#### EXERCISE OBJECTIVE
Line by line, copy the material below exactly.

#### DATA EXCERPTS

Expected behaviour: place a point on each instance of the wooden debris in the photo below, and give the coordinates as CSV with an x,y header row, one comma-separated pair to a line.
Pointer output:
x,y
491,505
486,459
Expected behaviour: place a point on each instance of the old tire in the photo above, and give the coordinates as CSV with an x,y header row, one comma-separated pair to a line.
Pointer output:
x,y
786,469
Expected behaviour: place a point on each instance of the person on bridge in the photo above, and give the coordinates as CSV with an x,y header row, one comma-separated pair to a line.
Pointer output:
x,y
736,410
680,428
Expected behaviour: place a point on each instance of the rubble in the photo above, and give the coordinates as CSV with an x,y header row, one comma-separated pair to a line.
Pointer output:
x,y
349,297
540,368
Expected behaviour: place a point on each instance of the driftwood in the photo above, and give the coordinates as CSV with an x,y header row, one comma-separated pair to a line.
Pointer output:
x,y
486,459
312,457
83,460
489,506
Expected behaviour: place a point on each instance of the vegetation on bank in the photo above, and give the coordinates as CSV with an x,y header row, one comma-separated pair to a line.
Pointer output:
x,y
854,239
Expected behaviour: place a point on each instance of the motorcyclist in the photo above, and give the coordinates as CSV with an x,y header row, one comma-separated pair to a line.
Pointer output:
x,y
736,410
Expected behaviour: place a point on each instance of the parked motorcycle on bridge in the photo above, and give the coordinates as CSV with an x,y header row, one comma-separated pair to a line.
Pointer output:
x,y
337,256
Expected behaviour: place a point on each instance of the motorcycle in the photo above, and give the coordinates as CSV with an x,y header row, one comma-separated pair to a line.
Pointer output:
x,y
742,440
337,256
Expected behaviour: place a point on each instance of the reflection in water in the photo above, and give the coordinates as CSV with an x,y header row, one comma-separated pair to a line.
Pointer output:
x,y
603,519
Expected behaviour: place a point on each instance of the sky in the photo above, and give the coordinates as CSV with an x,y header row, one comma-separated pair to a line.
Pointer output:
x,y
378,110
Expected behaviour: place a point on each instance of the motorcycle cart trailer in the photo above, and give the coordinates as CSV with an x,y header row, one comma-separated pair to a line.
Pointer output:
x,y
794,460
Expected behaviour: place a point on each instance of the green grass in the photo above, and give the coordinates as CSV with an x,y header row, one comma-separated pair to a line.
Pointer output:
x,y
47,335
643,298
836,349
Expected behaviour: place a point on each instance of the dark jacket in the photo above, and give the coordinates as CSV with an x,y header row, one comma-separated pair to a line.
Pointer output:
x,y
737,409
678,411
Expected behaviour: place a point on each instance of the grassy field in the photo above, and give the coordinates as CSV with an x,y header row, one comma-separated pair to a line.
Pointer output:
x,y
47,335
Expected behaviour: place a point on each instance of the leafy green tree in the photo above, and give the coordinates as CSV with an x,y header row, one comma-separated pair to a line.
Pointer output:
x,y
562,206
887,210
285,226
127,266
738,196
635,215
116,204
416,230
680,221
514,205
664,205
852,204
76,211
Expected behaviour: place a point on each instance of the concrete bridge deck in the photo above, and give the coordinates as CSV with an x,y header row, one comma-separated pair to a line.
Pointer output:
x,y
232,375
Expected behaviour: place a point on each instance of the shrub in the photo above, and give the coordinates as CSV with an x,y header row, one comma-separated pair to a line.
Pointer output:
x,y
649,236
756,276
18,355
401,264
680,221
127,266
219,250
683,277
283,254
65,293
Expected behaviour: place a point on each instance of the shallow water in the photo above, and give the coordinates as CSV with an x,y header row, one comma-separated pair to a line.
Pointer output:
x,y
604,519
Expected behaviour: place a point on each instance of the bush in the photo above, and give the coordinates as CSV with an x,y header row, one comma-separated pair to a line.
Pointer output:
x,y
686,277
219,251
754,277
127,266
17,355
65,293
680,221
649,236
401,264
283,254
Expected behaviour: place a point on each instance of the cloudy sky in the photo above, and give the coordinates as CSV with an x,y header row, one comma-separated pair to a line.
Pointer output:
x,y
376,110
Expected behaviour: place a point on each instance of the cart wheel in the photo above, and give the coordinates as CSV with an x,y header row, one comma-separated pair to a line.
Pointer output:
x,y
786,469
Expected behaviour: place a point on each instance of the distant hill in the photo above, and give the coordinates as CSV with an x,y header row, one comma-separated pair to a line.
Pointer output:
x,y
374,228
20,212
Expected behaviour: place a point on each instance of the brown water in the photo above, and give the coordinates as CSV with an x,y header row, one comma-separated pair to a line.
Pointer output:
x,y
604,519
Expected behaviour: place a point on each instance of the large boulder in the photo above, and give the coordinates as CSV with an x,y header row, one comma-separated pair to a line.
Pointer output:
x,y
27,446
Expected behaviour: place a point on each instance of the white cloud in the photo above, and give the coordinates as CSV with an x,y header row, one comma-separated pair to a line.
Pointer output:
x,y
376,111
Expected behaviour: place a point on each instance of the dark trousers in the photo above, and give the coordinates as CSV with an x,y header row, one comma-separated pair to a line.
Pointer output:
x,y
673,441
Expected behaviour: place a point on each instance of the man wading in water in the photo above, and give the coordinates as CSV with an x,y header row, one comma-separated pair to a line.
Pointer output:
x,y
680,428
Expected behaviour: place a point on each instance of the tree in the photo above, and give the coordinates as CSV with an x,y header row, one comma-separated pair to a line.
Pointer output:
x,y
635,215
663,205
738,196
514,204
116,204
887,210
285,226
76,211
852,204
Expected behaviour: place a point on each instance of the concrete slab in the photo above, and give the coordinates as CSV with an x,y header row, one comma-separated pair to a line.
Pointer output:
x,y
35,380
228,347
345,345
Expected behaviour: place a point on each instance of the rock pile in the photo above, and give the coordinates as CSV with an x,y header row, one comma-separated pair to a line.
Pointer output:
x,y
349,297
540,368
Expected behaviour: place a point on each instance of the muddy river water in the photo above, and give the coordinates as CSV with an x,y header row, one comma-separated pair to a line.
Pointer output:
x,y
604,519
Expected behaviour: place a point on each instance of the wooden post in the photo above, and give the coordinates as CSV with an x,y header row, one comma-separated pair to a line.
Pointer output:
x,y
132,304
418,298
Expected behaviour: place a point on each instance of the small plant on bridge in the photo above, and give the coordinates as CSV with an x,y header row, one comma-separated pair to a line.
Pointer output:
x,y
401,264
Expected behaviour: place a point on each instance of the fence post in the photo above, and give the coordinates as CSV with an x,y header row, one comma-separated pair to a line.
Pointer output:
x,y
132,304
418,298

#### EXERCISE RESULT
Expected behaviour: place a point on each instance of the wooden debris in the photo below, and give the coordinates as CSV with an x,y header row, one comma-separated pair to a line.
Pointer output:
x,y
491,505
486,459
Expected behaviour: place a point on each instance of the old tire in the photo above, and give the coordinates as CSV with an x,y header row, one comma-separated pair to a line.
Pointer output:
x,y
786,469
Expected behaviour: place a point on each instance of the person on bridge in the photo above, and give the coordinates as CSV with an x,y header row, one comma-separated pair to a line.
Pointer output:
x,y
736,410
680,428
Expected behaviour: place a point on each instance of the rubble in the photo above, and give the coordinates as CSV with an x,y header row, one comma-separated pair to a line.
Pointer output:
x,y
349,297
540,368
Expected behaviour: place a point on each instance of the driftwood in the photo above, and give the coordinates as CSV with an x,y header row, one comma-separated pair to a line.
Pointer output:
x,y
486,459
312,457
83,460
489,506
Expected behaviour: place a point on each instance of the vegetation on bank in the photo above, and give the coordinates as CSV with an x,y header row, one comma-separated pair to a line.
Pointer output:
x,y
854,239
Expected behaviour: place a point on each instance of the motorcyclist in the photo above, and give the coordinates as CSV with an x,y header row, one comma-separated pair to a line.
Pointer output:
x,y
736,410
Expected behaviour: place a point on each instance of the parked motorcycle on bridge in the photo above, and give the coordinates as CSV with an x,y header row, one comma-separated pair to a line.
Pointer output:
x,y
337,256
Expected behaviour: place a point on each instance of the motorcycle in the photo above, and give the coordinates as CSV with an x,y header row, one comma-separated pair to a line.
Pointer output:
x,y
742,440
337,256
Expected behaviour: place a point on each instance of the reflection in water in the photo above, and give the coordinates as CSV with an x,y header row, one comma-separated pair to a line.
Pointer output:
x,y
603,519
Expected behaviour: place a point on each instance of the sky in the photo above, and give the coordinates as CSV with an x,y header row, one comma-separated pair to a line.
Pointer output:
x,y
378,110
Expected behaviour: place a point on each instance of the motorcycle cart trailer in the photo above, and give the coordinates as CSV with an x,y header row, one comma-separated pair to a line.
Pointer output:
x,y
794,460
Expected behaviour: place a point on each instance of the green grass in the photo above, and give the coordinates as CSV with an x,y header row, one comma-separated pair to a line.
Pointer output:
x,y
47,335
643,298
836,349
Expected behaviour: place a point on each instance of the dark jacket in the photo above, and give the coordinates as CSV with an x,y header row, one comma-separated pair to a line.
Pointer output:
x,y
737,409
678,411
Expected behaviour: place a point on each instance of the grassy field in the photo above, and give the coordinates as CSV with an x,y header row, one comma-separated pair to a line.
Pointer output:
x,y
47,335
Expected behaviour: place a point on each instance of the leafy green tree in the photo above, and give the coordinates as CSV with an x,y header row, one comma-separated pair to a line.
Pointer output:
x,y
562,206
887,210
285,226
127,266
738,196
635,215
116,204
416,230
680,221
514,205
664,205
852,204
76,211
Expected behaviour: place a point on each instance of the concrete bridge deck in the photo above, and give the coordinates as CSV with an x,y header row, one comma-separated pair to a line.
Pointer output:
x,y
232,375
Expected behaviour: place a point on each instance of the shrub in the photo above, and give the coordinates as CSV with an x,y header row, one comma-separated pair to a line.
Pointer output:
x,y
649,236
756,276
18,355
401,264
680,221
127,266
219,250
683,277
283,254
65,293
Expected behaviour: place a point on each instance of the shallow water in the photo above, and give the coordinates as CSV with an x,y header row, one comma-separated pair to a line.
Pointer output:
x,y
604,519
Expected behaviour: place a point on each instance of the bush in the photo above, and give the coordinates as CSV with an x,y header row, one comma-separated pair to a line.
Pointer output:
x,y
686,277
219,251
754,277
127,266
17,355
65,293
680,221
649,236
401,264
283,254
Expected behaviour: place a point on each instance of the cloudy sky in the photo above, and give the coordinates as CSV with an x,y header row, one comma-separated pair to a line.
Pointer output:
x,y
376,110
Expected behaviour: place a point on each instance of the cart wheel in the photo above, and give the coordinates as CSV with an x,y header row, one comma-separated pair to a line.
Pointer output:
x,y
786,469
Expected behaviour: place a point on each instance of the distant hill in the photo above, and give the coordinates as CSV with an x,y header row, one comma-separated pair to a line.
Pointer output:
x,y
374,228
20,212
Expected behaviour: place a point on each instance of the brown water in the photo above, and give the coordinates as CSV with an x,y header row, one comma-separated pair to a line.
Pointer output:
x,y
604,519
Expected behaviour: place a point on each instance of the large boulder in the photo above, and give the coordinates as CSV with an x,y header row, one comma-separated pair to a line.
Pointer output:
x,y
27,446
Expected behaviour: place a point on each instance of the white cloud in the photo above, and give the coordinates as CSV with an x,y header row, one comma-separated pair to a line.
Pointer output:
x,y
376,111
Expected behaviour: place a point on each instance of the dark trousers in the photo above, and give the coordinates as CSV with an x,y header row, one comma-separated pair to a line.
Pointer output:
x,y
673,441
Expected behaviour: place a point on each instance of the man wading in water in the photo above, and give the coordinates as CSV with an x,y header row, one comma-separated pair to a line.
Pointer output:
x,y
680,428
Expected behaviour: place a point on each instance of the tree in the photo above, and give the coordinates as CSV with an x,y header row, one comma-separated pair to a line.
Pointer output:
x,y
635,215
663,205
738,196
514,204
116,204
887,210
285,226
76,211
852,204
Expected behaviour: place a point on each instance of the concrete slab in the photo above, and give the coordinates as CSV with an x,y header row, one comma-separated pair to a line.
Pointer output:
x,y
35,380
228,347
345,345
Expected behaviour: place a point on each instance of the rock pile in the photo above, and give the coordinates as CSV with an x,y header row, one comma-separated pair to a line.
Pointer output:
x,y
349,297
540,368
Expected behaviour: place a point on each instance of the muddy river water in the photo above, and give the coordinates as CSV with an x,y header row, one comma-separated pair to a line.
Pointer output:
x,y
604,519
Expected behaviour: place a point on each instance of the wooden post in the photo above, and give the coordinates as CSV with an x,y header row, one comma-separated pair to a line.
Pointer output:
x,y
132,304
418,298
Expected behaviour: place a point on each instance of the small plant on bridge in the photo above, and give the coordinates as CSV with an x,y header row, one comma-separated pair to a line.
Pointer output:
x,y
401,264
Expected behaviour: place a point on each instance of the fence post in the photo above, and give the coordinates as CSV with an x,y header row, one comma-separated pair to a line.
Pointer output:
x,y
132,304
418,298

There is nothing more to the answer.